Stated task:
Copy the rows from the line containing "Task: tag the boot" through the last row, inclusive, but switch "boot lace" to "shoelace" and leave everything else unchanged.

Lines of data:
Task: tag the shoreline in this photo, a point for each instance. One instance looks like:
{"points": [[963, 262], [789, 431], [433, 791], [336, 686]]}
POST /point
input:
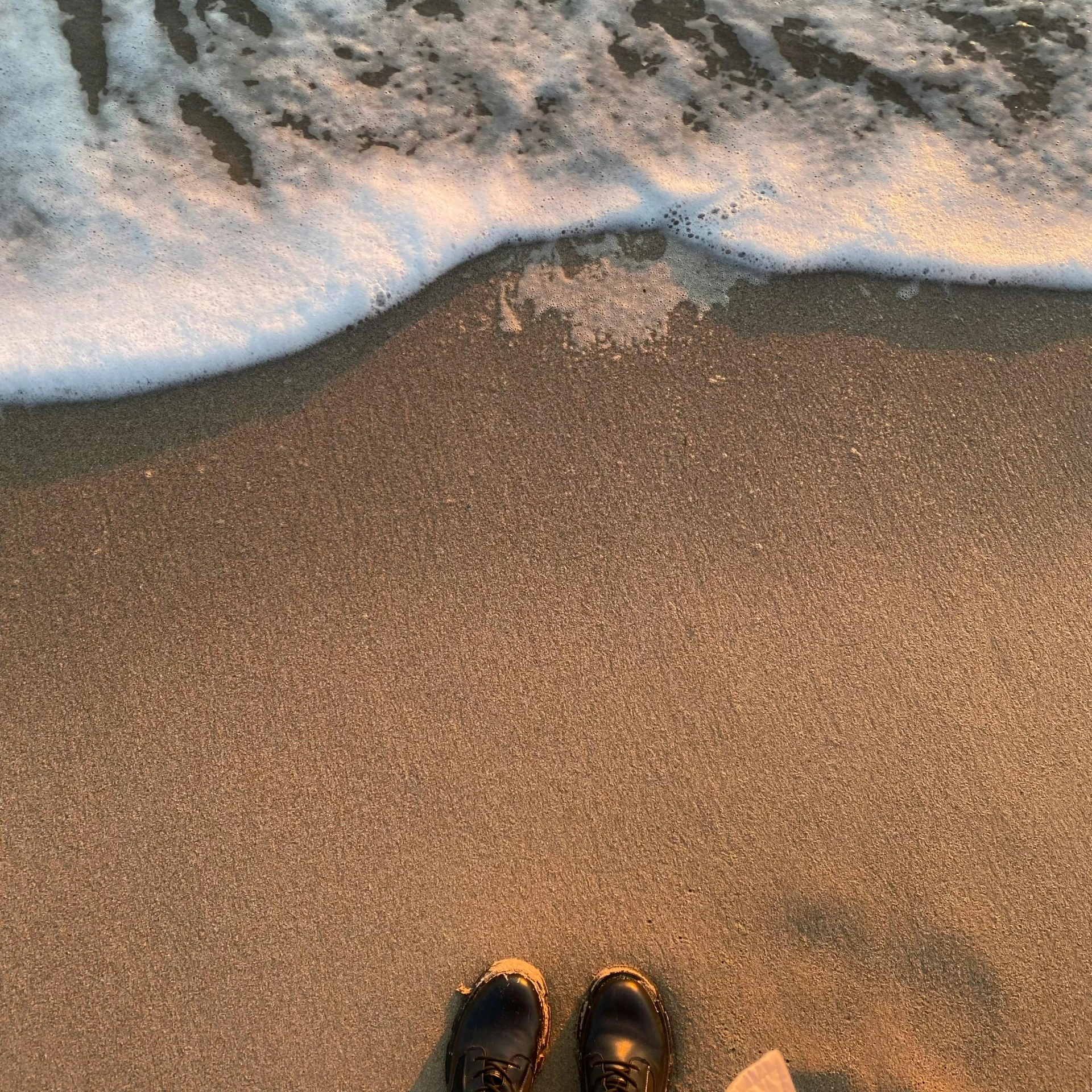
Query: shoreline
{"points": [[759, 660], [42, 441]]}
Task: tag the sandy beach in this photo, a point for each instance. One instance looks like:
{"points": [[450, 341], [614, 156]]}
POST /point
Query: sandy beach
{"points": [[762, 660]]}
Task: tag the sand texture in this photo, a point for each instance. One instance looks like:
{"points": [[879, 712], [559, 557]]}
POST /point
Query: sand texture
{"points": [[760, 660]]}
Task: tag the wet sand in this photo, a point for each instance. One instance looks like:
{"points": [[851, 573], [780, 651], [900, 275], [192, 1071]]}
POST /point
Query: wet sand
{"points": [[762, 661]]}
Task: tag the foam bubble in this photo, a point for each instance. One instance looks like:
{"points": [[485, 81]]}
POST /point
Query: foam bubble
{"points": [[199, 185]]}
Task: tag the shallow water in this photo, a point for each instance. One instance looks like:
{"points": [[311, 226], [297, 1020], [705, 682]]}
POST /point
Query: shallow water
{"points": [[191, 186]]}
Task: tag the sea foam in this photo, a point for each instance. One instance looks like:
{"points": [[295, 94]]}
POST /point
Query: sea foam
{"points": [[192, 186]]}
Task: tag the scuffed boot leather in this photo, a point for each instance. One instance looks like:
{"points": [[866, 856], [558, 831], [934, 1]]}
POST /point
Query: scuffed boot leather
{"points": [[499, 1037], [624, 1041]]}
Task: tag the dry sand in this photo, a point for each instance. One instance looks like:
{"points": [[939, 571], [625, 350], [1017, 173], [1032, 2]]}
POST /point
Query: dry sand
{"points": [[762, 661]]}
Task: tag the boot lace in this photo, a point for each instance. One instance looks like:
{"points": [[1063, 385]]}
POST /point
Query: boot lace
{"points": [[617, 1076], [493, 1076]]}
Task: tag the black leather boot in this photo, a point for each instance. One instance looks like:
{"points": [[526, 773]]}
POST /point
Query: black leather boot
{"points": [[498, 1040], [624, 1041]]}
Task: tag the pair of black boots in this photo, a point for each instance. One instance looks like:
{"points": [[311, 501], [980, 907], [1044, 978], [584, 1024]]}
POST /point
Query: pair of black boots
{"points": [[498, 1041]]}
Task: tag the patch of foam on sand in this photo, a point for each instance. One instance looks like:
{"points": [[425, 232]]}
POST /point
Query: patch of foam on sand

Task output:
Task: tag the shoelace in this photo, a point for each instance. One instance looks like:
{"points": [[1063, 385]]}
POST /point
Query: shoelace
{"points": [[617, 1076], [493, 1076]]}
Task: tag the black leather boot in this photo, a point for each instance. One instance looks like:
{"points": [[526, 773]]}
POST /point
Query: black leather boot
{"points": [[498, 1040], [624, 1041]]}
Task: tag the pair of black boots in this photo, a point for each instance. One instance looks like:
{"points": [[311, 501], [980, 907], [1044, 978], [584, 1024]]}
POST /point
Query: pair of black boots
{"points": [[498, 1041]]}
Task: tag the patch of foam on sand in this photo, a point for each instance. One instance looks like:
{"points": [[425, 232]]}
POST /point
Query: patch of foam on sand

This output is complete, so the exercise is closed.